The overwhelming majority of investors do not care about earnings quality when things are going well. When money is easy and markets are going up, no one gives a thought about how real the earnings are. However, when something blows up, say a California bank, earnings quality is suddenly thrust back into the limelight. Therefore, it is no surprise to us that Dr. Messod Beneish’s name was back in the headlines a few weeks ago for a recent paper he and his co-authors recently published entitled Aggregate Financial Misreporting and the Predictability of U.S. Recessions and GDP Growth. This was discussed in a Wall Street Journal article last month. The professors conclude that the aggregate M-Scores of 2,000 companies, a measure of the likelihood that a company is manipulating its financial results, is at its 40-year high and may be signaling an upcoming recession. While published in December, the piece has understandably garnered a great deal of attention in the last few weeks after the Silicon Valley collapse and the faltering markets have increased the concern that we are falling into a recession.
We thought it would be a good opportunity to explain the M-Score, discuss what it can (and cannot) do, and give some quick thoughts about how dependable the recession signal might be.

■ Extracted entries ■
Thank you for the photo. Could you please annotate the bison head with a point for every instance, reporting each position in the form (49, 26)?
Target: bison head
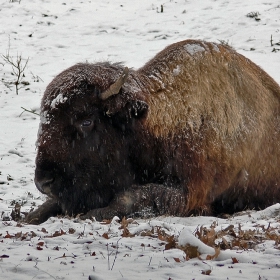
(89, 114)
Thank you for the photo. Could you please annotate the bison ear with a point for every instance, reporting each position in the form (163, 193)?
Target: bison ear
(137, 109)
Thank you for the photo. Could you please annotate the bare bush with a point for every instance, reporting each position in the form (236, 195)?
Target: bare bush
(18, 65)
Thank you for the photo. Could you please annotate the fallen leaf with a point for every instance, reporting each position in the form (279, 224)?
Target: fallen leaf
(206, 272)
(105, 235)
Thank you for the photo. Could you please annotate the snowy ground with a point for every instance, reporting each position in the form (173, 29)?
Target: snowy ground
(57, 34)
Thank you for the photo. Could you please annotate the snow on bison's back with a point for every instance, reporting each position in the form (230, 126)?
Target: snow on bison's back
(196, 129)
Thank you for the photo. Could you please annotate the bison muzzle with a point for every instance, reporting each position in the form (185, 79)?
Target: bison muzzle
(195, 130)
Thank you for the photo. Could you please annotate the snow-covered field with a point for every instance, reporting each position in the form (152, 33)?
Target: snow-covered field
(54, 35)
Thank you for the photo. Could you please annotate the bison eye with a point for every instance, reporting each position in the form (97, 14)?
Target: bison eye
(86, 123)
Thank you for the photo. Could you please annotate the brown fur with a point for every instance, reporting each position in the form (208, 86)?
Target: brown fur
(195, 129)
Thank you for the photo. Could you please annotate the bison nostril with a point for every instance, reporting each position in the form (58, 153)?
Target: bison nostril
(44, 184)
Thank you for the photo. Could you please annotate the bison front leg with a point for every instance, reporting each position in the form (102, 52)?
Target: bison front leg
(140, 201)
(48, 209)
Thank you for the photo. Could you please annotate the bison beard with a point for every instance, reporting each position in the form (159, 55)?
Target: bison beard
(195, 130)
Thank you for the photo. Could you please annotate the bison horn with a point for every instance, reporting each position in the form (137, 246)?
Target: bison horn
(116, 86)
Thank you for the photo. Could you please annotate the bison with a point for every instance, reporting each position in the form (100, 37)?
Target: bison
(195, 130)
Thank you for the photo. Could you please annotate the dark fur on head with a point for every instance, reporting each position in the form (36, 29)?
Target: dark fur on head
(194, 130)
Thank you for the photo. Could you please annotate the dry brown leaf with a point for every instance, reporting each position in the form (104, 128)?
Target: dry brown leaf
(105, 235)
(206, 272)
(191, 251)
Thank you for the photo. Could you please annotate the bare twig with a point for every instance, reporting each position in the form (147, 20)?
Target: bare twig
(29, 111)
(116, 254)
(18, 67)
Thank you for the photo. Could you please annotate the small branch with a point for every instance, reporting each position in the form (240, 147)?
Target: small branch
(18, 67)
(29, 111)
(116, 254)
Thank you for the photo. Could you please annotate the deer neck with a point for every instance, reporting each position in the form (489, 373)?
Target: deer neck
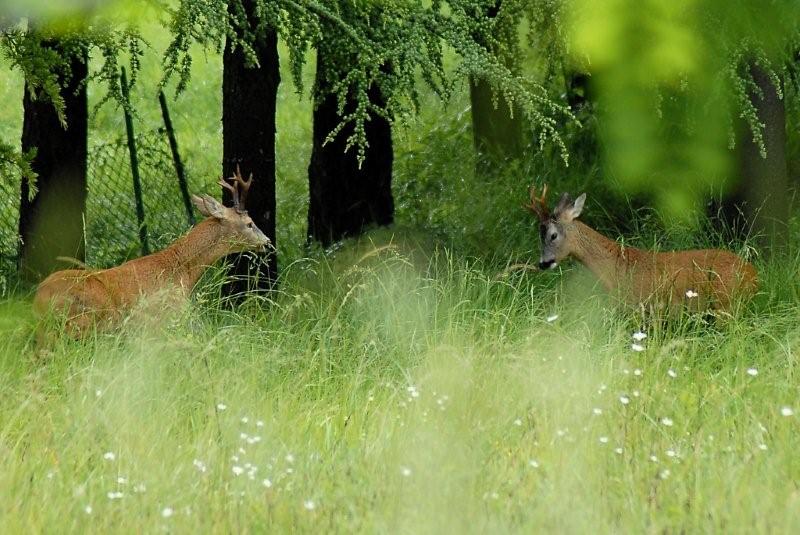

---

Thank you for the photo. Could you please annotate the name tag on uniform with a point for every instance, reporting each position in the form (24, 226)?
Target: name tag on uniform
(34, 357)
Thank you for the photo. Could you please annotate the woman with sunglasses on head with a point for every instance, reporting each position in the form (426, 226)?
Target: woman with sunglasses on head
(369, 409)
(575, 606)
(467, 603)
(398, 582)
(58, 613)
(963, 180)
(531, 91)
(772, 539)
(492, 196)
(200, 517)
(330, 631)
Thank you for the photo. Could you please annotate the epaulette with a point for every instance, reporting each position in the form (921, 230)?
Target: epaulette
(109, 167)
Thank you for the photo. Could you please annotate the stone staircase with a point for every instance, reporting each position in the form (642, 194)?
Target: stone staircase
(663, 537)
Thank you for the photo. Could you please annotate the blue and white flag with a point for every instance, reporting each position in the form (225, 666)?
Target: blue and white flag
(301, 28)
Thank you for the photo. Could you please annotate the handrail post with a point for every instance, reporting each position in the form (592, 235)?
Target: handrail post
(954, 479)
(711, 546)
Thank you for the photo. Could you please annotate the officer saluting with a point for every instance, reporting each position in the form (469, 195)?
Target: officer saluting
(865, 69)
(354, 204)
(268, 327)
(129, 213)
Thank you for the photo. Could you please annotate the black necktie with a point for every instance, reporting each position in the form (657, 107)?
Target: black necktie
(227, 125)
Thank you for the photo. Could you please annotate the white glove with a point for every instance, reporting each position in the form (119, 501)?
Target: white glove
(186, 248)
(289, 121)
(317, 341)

■ Exercise details ■
Write out the passage on earnings quality and the M-Score in full, word for word. The entries are unrelated to the passage on earnings quality and the M-Score.

■ Solution for this problem ■
The overwhelming majority of investors do not care about earnings quality when things are going well. When money is easy and markets are going up, no one gives a thought about how real the earnings are. However, when something blows up, say a California bank, earnings quality is suddenly thrust back into the limelight. Therefore, it is no surprise to us that Dr. Messod Beneish’s name was back in the headlines a few weeks ago for a recent paper he and his co-authors recently published entitled Aggregate Financial Misreporting and the Predictability of U.S. Recessions and GDP Growth. This was discussed in a Wall Street Journal article last month. The professors conclude that the aggregate M-Scores of 2,000 companies, a measure of the likelihood that a company is manipulating its financial results, is at its 40-year high and may be signaling an upcoming recession. While published in December, the piece has understandably garnered a great deal of attention in the last few weeks after the Silicon Valley collapse and the faltering markets have increased the concern that we are falling into a recession.
We thought it would be a good opportunity to explain the M-Score, discuss what it can (and cannot) do, and give some quick thoughts about how dependable the recession signal might be.